Problem to work on: With pictures omitted, copy exactly every line from the one that contains "Tag the gray" to the end of the listing below.

Source material:
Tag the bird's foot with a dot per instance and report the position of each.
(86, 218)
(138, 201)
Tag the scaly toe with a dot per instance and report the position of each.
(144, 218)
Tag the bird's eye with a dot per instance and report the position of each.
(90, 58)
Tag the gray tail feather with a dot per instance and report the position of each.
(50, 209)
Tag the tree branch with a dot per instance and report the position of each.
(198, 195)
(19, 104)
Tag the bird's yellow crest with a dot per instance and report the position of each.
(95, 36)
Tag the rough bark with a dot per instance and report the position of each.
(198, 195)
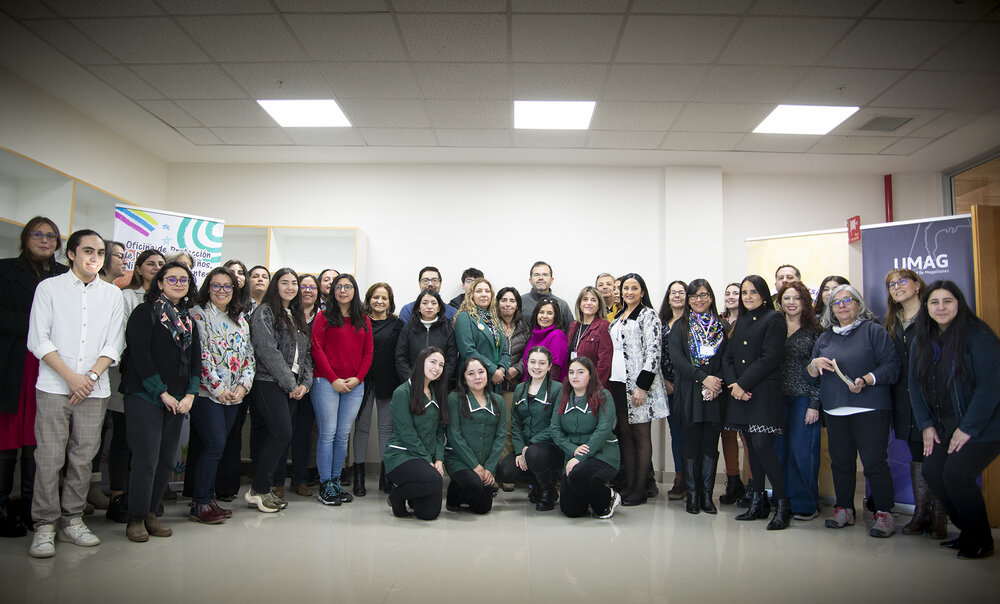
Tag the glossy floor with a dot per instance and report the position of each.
(359, 553)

Output of the exercise:
Tag the gray tail feather with a dot per instance and report the position of each.
(50, 209)
Tag the tree branch with a dot per instance and report the position of each.
(198, 195)
(19, 104)
Tag the bird's yellow crest with a dot per instance and report the position of each.
(95, 36)
Tag the rough bark with a dot per instance and report the position of each.
(198, 195)
Tag the glossy floor with a dot per instance and report the position of each.
(359, 553)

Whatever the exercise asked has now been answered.